Exercise requirements
Copy out each line of the data that holds the word "below".

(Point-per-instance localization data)
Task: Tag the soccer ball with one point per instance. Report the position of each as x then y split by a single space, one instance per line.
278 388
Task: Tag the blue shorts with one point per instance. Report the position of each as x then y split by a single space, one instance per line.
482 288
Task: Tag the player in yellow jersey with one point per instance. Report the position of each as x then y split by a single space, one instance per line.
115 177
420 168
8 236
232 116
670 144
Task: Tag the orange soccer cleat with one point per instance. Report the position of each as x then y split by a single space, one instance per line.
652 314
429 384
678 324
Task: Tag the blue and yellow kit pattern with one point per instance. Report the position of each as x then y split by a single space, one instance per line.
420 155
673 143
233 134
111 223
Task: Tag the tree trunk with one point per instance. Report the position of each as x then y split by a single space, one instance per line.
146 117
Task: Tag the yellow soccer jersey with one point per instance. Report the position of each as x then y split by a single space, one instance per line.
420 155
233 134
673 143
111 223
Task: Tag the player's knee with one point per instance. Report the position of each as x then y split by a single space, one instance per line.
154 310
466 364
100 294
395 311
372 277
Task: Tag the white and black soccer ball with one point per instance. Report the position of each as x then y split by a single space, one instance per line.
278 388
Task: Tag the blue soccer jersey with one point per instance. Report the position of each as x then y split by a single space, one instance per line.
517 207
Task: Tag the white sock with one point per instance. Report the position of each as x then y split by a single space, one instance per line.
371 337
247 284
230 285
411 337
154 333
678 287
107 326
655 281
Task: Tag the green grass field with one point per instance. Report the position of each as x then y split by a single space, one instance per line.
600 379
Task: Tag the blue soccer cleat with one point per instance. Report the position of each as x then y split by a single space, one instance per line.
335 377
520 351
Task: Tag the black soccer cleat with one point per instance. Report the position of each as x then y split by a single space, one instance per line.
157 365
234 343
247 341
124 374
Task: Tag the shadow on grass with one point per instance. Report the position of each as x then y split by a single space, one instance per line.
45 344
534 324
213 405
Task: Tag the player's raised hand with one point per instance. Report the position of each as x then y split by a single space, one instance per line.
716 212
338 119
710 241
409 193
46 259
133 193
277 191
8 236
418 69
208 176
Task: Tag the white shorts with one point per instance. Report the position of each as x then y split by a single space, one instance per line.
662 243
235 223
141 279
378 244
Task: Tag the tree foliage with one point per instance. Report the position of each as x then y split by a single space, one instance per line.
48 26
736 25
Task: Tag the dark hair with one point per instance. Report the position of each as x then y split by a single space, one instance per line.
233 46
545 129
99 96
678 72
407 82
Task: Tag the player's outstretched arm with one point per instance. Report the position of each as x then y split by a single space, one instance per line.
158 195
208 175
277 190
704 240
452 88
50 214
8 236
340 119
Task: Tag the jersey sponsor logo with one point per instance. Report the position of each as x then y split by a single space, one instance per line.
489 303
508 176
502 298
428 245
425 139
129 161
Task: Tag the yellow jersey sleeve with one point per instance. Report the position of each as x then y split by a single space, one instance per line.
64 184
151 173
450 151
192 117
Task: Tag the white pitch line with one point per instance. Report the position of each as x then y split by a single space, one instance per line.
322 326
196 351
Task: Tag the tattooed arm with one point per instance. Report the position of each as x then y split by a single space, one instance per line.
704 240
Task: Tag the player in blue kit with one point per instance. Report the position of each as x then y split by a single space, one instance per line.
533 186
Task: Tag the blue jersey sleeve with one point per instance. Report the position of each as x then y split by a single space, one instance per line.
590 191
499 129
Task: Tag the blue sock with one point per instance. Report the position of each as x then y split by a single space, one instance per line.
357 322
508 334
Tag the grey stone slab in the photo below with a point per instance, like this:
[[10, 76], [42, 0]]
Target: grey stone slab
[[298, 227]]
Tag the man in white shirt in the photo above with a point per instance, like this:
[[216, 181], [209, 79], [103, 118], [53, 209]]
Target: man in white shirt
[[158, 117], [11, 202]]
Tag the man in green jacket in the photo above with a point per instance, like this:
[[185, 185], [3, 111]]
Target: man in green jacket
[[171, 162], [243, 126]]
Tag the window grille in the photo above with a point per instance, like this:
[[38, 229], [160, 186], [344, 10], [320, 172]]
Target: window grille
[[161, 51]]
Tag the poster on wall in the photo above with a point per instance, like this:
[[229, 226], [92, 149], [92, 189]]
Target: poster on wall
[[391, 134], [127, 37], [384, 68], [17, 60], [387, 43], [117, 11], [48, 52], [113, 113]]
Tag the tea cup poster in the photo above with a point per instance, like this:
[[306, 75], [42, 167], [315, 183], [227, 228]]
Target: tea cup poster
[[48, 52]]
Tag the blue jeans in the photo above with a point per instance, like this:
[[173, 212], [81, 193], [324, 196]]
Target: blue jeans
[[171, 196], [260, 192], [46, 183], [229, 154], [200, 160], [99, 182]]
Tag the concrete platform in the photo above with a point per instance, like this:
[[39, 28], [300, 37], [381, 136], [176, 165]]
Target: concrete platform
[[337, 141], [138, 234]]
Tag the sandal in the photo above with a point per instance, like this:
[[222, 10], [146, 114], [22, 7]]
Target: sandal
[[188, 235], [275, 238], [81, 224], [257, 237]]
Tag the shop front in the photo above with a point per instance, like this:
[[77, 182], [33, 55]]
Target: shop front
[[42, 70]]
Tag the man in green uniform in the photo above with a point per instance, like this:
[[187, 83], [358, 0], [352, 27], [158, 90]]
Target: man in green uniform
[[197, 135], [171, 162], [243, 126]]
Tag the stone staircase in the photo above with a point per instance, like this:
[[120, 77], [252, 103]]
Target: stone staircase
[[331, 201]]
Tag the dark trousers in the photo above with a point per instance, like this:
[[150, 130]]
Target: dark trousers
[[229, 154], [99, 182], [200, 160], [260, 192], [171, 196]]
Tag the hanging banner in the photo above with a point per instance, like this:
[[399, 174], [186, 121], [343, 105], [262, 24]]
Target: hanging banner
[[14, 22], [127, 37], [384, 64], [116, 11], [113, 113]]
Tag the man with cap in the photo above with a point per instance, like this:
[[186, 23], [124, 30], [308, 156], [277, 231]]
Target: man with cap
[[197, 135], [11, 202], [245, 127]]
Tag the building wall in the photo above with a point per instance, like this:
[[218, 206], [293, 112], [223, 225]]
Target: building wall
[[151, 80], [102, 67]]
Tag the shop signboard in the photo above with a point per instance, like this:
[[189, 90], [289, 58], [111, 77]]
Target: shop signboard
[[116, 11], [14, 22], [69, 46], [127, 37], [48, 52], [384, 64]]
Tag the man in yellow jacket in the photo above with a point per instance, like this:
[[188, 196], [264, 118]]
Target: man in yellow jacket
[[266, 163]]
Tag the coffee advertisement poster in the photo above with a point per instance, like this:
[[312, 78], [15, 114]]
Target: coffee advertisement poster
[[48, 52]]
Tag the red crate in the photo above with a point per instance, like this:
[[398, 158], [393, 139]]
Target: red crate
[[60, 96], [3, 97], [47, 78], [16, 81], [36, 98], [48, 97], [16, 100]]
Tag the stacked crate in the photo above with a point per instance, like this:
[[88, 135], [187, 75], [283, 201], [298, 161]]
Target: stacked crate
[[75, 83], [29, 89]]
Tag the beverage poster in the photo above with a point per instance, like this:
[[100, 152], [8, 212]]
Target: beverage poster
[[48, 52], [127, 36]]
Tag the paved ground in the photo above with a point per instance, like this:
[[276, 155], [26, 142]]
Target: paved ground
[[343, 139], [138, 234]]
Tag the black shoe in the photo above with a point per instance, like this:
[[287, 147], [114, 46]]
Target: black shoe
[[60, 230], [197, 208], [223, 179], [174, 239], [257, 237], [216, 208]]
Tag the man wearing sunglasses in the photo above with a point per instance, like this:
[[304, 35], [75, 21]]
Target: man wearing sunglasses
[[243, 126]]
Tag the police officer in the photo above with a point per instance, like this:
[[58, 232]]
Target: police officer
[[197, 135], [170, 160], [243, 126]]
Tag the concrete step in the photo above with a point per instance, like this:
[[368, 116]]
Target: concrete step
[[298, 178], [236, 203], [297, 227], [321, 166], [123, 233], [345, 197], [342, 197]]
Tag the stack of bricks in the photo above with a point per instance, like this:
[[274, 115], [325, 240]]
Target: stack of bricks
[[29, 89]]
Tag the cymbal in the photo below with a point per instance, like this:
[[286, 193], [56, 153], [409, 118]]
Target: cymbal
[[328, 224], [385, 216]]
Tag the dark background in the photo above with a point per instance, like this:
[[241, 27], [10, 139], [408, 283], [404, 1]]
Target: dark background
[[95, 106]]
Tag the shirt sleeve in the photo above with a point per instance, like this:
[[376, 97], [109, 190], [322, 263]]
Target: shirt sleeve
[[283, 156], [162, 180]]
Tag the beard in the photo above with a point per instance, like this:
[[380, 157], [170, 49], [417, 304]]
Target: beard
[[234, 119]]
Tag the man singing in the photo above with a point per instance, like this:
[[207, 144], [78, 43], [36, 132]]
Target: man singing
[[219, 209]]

Result for this exercise
Tag the grey stone slab in the photo below with a point per instance, like this:
Tag the cymbal in the photo below with a point per instance, like this:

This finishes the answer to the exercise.